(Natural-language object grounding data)
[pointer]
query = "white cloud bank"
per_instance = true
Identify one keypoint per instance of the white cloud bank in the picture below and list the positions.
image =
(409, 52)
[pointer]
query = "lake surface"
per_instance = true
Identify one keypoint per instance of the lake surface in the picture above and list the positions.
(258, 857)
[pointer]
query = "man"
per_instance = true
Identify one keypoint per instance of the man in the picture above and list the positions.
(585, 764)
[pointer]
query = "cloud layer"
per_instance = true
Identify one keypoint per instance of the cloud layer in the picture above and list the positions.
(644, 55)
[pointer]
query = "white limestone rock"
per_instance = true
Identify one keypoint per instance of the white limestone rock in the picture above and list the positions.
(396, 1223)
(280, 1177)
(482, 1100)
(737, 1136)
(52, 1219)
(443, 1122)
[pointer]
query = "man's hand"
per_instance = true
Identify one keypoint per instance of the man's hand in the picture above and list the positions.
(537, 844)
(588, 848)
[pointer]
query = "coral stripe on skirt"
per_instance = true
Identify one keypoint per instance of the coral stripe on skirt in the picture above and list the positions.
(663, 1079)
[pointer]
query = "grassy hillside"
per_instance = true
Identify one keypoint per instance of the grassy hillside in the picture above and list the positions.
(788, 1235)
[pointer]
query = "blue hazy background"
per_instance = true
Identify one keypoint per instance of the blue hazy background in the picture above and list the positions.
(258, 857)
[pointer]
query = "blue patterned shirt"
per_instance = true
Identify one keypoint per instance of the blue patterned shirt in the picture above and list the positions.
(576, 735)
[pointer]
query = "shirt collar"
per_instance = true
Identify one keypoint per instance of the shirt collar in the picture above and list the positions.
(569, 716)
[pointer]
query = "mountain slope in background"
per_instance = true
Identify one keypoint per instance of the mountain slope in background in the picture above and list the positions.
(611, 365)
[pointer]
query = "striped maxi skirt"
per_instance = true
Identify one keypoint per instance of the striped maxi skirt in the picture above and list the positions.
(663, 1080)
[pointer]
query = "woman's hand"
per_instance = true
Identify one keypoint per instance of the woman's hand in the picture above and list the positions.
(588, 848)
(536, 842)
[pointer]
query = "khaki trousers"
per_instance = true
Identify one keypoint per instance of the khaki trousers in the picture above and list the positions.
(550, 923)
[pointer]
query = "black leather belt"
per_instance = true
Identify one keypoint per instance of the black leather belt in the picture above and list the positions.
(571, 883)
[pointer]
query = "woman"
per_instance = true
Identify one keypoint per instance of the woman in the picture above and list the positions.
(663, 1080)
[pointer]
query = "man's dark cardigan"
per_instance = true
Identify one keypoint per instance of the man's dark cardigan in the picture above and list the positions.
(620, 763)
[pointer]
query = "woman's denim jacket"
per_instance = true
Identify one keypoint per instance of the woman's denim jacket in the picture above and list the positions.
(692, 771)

> [Assignment]
Copy every line of the records, leaving nothing out.

> [Response]
[pointer]
query = "white cloud bank"
per_instance = true
Identify one keypoint per instance of the white cloud bank in the picture below and list the positions.
image =
(409, 52)
[pointer]
query = "lake surface"
per_instance = true
Identify one keypoint per instance of the lake surface in the picture above and list the positions.
(258, 857)
[pointer]
query = "man"
per_instance = true
Identify one keypoint per instance of the man in the picture above and list the positions.
(585, 764)
[pointer]
query = "cloud layer"
per_instance = true
Identify one keypoint per instance of the cloud layer in the picture above and list the positions.
(644, 55)
[pointer]
query = "white limestone rock"
per_instance = true
Identify one keypoint per instance of the white limestone rock in the picture above and list the positions.
(396, 1223)
(280, 1177)
(482, 1100)
(737, 1136)
(52, 1219)
(443, 1122)
[pointer]
query = "man's hand"
per_instance = true
Identify one keypoint per instance of the man's hand in the picture above and list the positions.
(537, 844)
(588, 848)
[pointer]
query = "coral stripe on skirt"
per_instance = true
Identify one keypoint per instance of the coral stripe on skirt in the picture above and list the positions.
(663, 1079)
[pointer]
query = "grassy hillside"
per_instance = true
Identify one keypoint per instance of the grassy hillside in the picture above and list the positions.
(788, 1235)
[pointer]
query = "blue hazy background"
per_instance = true
Identify one keypoint per instance of the blue hazy background in the picture above and list the positions.
(258, 857)
[pointer]
query = "blue patterned shirt"
per_instance = true
Identify one keypoint per instance of the blue patterned shirt in the picture above and list the positions.
(576, 735)
[pointer]
query = "shirt collar"
per_instance = true
Identify one keypoint per instance of the shirt collar in the picture above and list the positions.
(569, 716)
[pointer]
query = "mountain slope in background"
per_instance = true
Identify one keypoint per instance of the mountain slope in background in the picture above and list the positions.
(611, 365)
[pointer]
query = "striped maxi skirt"
per_instance = true
Identify one keypoint per instance of the striped maxi skirt in the picture above and list the positions.
(663, 1080)
[pointer]
query = "woman's hand"
per_instance = true
Identify one keypoint per instance of the woman's hand in the picture above and list the positions.
(588, 848)
(536, 842)
[pointer]
query = "khaki trousers"
per_instance = true
Identify one keypoint per instance of the khaki trousers in the picture above and list the positions.
(550, 923)
[pointer]
query = "black leather belt"
per_instance = true
Identify one keypoint per instance of the black leather belt in the picture above and list the positions.
(571, 883)
[pointer]
query = "woman"
per_instance = true
Identify one keypoint per instance of the woman in the picture above and list the positions.
(663, 1080)
[pointer]
query = "man's dark cardigan"
per_instance = true
Identify one keypoint per instance of the man's dark cardigan in the picture above and list the positions.
(620, 763)
[pointer]
query = "woman's denim jacket"
per_instance = true
Identify one keypoint per instance of the woman's denim jacket in the picture above and list the positions.
(692, 771)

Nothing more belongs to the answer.